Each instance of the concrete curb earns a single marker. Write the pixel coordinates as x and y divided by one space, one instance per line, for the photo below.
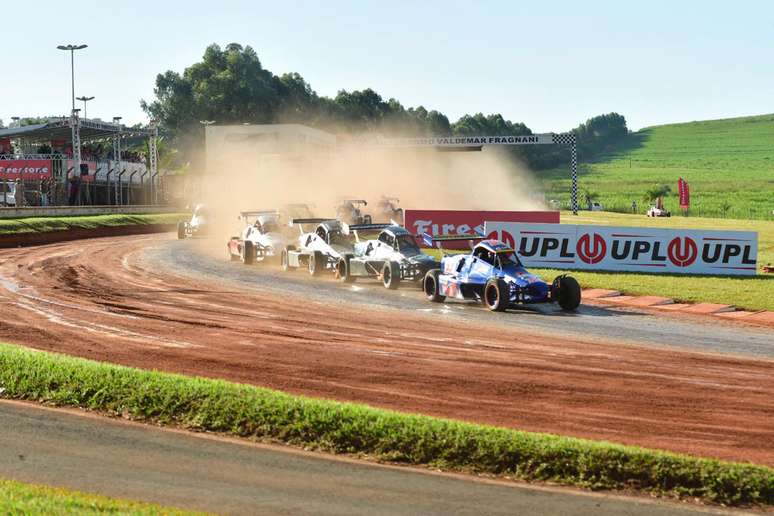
728 312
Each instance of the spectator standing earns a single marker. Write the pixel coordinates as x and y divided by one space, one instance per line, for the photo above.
19 194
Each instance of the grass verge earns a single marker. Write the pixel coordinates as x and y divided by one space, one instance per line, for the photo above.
45 224
248 411
21 498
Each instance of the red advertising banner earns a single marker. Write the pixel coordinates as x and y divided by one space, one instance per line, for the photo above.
25 169
464 222
684 193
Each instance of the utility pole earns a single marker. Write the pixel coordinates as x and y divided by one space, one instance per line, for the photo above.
72 49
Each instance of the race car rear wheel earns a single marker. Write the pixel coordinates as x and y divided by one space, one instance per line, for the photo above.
431 286
229 255
496 294
316 263
343 270
566 292
391 275
248 252
284 263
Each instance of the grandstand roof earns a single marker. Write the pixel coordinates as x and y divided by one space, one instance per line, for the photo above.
59 129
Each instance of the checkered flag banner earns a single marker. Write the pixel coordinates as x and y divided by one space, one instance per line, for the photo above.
564 138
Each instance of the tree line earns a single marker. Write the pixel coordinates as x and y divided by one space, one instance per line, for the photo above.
229 85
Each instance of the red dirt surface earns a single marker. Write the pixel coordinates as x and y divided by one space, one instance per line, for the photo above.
94 299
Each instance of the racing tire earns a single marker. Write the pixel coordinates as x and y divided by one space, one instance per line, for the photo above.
391 275
342 270
229 255
496 295
248 253
284 262
315 263
430 286
566 292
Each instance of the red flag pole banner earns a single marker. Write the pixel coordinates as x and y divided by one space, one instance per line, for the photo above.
685 197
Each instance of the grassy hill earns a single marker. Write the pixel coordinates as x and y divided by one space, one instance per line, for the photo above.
729 165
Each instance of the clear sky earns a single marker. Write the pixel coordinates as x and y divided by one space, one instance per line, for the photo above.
551 64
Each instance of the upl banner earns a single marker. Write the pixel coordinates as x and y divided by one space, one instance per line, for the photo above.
680 251
467 222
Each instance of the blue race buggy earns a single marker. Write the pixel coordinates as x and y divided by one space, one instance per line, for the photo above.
493 274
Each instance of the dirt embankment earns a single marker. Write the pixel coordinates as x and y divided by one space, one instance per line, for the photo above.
50 237
94 299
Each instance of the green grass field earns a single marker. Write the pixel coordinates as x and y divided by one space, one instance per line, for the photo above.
724 161
21 498
44 224
259 413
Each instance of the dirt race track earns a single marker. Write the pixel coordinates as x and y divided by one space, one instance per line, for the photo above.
112 299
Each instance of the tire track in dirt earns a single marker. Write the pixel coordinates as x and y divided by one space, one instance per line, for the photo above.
98 299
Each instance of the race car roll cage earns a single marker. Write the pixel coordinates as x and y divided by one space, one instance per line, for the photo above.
476 143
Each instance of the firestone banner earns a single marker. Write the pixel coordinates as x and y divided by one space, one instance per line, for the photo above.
674 251
464 222
25 169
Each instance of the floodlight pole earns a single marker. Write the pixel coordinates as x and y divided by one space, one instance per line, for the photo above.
72 48
85 99
117 156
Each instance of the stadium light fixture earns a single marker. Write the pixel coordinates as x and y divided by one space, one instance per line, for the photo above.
72 48
84 99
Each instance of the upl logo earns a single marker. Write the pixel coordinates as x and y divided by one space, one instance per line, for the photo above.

Written task: Retype the records exactly. Any image in them should not appear in what you write.

Written response:
Each instance of the concrete curb earns a single marker. Write the pixel coordinates as x and y divided by one space, one instance per line, for the photo below.
728 312
Each instance of the spectator standing earns a single marker. Write the pixel coordinates as x and y divided by one space, one instance per line, for the photo above.
19 194
Each instance of the grass verge earns a single marker. Write the pixel coordinates as x and y divided by one space, one instance per line, for the photo above.
45 224
248 411
21 498
Each instance of the red advertising banner earns a single marker. Write the pixel coordinates as x and y divided by one space, one instance per line, for the photo above.
25 169
464 222
684 193
Each instance of the utility pole earns a single marker. Write the pixel coordinates as x and y divided by one space, one instance per line, for the photo above.
72 49
Each instance of the race car rear wheel earns a single marker. Write the pixel coordinates as x and y divided by one space, one instance per line, for the photo above.
431 286
229 255
496 294
316 263
343 270
566 292
391 275
248 252
284 263
Each instance of the grandstand roof earns a single marker. Write the pixel coordinates as x and y divided by one space, one instance per line, for the photo above.
59 129
Each instance of the checkered flag banner earns a single marker. Write the pixel coordinates as x and y divided by one space, one instance per line, for the photo above.
564 138
Each instance of the tree line earns a single marker. Write the pixel coordinates as x and y divided by one space, one instance per line, for the photo above.
229 85
Each instance of the red dirt surface earns a single marker. Write the pixel coordinates as x and y divided by one space, one instance per line, for the photo above.
94 299
Each instance of the racing tire earns a single marker. Write the pixel coordinates as x and y divided by one space, one instance per line, for the photo above.
391 275
342 270
229 255
496 295
248 253
284 262
315 263
430 286
566 292
Each instance of the red flag pole banner earns a single marker. Write the pixel coordinates as x and y divided by one space, one instance per line, for the photo above.
685 197
Each instance of the grassy hill earns a single marker. Write the pixel coordinates as x and y divided by one space, one instance per line, for the photo above.
729 165
Each instance of the clear sky earns a single marker. Write the pixel coordinates as x and y divided by one space, one instance per line, for the photo above.
551 64
Each instance of the upl banner earns a single marker. Write the pixel coordinates as x and y divided by one space, one instance per line, for the photo above.
680 251
467 222
Each instance of the blue race buggy earns a single marker. Write the pixel coordinates as x and y divided by one space, one instance per line, for the photo above.
493 274
Each instance of the dirt embankment earns a single marker. Write the pixel coordinates as x and y divided by one space, one instance per line, for the photo above.
50 237
94 299
Each instance of the green grass field earns a single marker. Write the pixel coordinates as x and y divided by one space, one instance per line, for the photo above.
724 161
21 498
44 224
259 413
Each instance of the dirt race track earns a single marker. Write the pixel coordinates as x and y divided by one space, one instance per line, for the photo above.
112 299
Each instance of the tire track in dirt earns a single marker. Write the pixel coordinates as x and y divided by one space, one instance per line, for the photo above.
98 299
Each instance of the race car roll cage earns a single marker. Write the pixel coordinates as x and y divided by one space, one instance per line, for the photo above.
476 143
Each instance of the firestone banner earns a single marker. Write the pixel coordinates as x and y divided by one space, one instance per line, for the photo above.
674 251
464 222
25 169
Each instance of the floodlight pole earns a single marker. Write the pixel coordinates as x and y divided by one space, one instance per line, for the photo above.
72 48
85 99
117 156
Each instance of the stadium light fixture earns a single marker. Write the pixel coordinates as x and y divided by one space, one instance per line, for the photo above.
72 48
84 99
Each instance of the upl logo earns a single marker. Write the pixel coordinates as x and y divided by one space, one instance per line, for the photo above.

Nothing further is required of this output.